EXERCISE TASK: Copy the entries from the line containing "of the crowd" through the end, requests included, and shift each point coordinate in the answers by adding 115 to both numbers.

ENTRIES SHOWN:
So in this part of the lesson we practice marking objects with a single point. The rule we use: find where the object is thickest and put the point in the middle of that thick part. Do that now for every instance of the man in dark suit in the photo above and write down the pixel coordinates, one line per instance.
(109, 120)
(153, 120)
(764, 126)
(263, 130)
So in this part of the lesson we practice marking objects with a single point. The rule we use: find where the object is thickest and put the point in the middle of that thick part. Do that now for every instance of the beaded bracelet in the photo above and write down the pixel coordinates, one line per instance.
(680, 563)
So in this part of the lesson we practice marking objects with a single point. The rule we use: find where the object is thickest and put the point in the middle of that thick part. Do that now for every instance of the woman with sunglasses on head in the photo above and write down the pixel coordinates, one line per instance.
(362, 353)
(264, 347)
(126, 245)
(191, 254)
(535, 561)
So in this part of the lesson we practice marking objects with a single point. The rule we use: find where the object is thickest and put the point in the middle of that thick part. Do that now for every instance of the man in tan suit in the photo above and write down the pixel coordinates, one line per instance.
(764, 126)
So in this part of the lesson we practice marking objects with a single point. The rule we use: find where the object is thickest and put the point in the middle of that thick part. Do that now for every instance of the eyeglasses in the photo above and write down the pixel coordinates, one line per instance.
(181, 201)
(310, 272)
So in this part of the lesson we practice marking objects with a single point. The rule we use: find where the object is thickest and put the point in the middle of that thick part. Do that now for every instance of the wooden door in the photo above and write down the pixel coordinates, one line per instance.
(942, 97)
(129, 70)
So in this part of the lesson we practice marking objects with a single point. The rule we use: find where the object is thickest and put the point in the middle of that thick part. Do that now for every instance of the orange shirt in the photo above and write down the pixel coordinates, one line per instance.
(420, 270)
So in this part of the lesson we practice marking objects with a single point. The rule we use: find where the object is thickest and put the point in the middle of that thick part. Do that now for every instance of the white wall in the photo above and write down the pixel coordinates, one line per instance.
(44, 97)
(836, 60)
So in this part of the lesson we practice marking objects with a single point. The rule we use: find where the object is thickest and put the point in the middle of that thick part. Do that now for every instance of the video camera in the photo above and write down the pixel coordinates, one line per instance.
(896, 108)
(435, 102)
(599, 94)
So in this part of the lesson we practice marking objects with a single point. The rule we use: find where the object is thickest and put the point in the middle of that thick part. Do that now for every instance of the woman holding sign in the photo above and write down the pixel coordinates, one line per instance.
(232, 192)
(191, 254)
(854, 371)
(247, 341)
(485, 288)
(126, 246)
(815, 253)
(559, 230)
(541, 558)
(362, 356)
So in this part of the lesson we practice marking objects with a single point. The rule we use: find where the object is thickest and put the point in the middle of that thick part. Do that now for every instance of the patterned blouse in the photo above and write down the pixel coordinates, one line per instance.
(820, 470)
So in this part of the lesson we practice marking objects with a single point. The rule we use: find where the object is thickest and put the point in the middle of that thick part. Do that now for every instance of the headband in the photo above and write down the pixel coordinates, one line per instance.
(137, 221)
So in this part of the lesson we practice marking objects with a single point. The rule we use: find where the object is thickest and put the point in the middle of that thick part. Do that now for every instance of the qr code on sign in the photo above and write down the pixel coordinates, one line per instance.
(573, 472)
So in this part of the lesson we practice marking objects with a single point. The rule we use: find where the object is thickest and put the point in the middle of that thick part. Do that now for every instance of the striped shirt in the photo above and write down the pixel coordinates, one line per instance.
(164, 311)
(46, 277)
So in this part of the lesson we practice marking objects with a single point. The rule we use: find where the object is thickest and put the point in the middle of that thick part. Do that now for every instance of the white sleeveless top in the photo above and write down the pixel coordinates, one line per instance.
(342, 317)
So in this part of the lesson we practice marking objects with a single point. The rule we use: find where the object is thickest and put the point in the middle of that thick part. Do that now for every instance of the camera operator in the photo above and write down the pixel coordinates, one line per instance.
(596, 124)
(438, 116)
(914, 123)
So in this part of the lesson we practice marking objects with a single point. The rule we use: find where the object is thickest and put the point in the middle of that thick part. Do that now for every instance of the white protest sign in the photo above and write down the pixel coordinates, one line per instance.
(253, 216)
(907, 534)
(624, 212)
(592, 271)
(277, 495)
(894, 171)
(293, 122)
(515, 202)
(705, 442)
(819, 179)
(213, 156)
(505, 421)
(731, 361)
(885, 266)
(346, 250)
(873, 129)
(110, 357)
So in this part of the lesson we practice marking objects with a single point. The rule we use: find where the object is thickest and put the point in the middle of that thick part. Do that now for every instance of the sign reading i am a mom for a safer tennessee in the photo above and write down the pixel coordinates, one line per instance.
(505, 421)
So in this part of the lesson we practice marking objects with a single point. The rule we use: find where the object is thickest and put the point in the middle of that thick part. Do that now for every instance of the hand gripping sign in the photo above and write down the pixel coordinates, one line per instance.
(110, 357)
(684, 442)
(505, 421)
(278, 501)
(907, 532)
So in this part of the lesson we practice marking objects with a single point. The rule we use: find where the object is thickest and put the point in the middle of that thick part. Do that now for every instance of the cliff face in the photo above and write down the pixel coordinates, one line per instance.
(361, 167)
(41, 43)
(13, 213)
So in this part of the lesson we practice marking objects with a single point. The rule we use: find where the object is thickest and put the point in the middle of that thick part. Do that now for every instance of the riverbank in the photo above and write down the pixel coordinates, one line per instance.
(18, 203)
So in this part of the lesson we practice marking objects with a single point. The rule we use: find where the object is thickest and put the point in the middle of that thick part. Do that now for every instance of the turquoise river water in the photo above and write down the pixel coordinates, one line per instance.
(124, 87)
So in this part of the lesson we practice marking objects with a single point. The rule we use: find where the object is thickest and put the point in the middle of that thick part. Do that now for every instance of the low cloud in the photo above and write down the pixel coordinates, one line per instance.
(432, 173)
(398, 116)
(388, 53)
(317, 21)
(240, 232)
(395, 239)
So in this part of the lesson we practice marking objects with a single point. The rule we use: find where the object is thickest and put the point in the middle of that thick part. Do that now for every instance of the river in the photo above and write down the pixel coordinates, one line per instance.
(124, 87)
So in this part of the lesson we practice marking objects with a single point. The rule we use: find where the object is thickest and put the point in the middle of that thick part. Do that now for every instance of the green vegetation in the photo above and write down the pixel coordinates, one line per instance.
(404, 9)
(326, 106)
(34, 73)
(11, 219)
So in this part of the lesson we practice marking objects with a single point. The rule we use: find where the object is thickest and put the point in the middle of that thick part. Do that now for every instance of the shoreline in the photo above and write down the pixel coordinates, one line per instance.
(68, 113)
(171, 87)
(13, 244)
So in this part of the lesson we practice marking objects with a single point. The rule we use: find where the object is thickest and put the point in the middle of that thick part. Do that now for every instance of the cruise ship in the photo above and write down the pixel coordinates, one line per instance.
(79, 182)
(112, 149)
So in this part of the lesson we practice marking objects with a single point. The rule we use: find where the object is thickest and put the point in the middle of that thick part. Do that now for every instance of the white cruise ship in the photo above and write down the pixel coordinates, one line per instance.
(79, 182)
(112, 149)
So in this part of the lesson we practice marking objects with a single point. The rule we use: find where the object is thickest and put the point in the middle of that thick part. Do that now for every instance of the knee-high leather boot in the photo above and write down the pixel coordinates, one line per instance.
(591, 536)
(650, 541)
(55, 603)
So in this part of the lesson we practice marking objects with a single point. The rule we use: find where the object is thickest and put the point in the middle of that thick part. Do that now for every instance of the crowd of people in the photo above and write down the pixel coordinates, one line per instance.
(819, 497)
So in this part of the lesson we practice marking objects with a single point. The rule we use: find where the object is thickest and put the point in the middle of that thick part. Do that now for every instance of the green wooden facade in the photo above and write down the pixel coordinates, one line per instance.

ANSWER TO THIS PROBLEM:
So in this part of the lesson we practice marking objects with a single point. The rule we use: find where the object is thickest and put the point in the middle of that thick part. Do that now for every instance of the crowd of people in the photo above and write down the pixel coordinates, one line per instance.
(934, 612)
So in this part of the lesson we practice marking objects with a single point. The rule we use: find where the object is thickest and put the point in the middle of that thick part. Do that now for every instance of the green wooden facade in the photo above and write down the pixel coordinates, one line per instance.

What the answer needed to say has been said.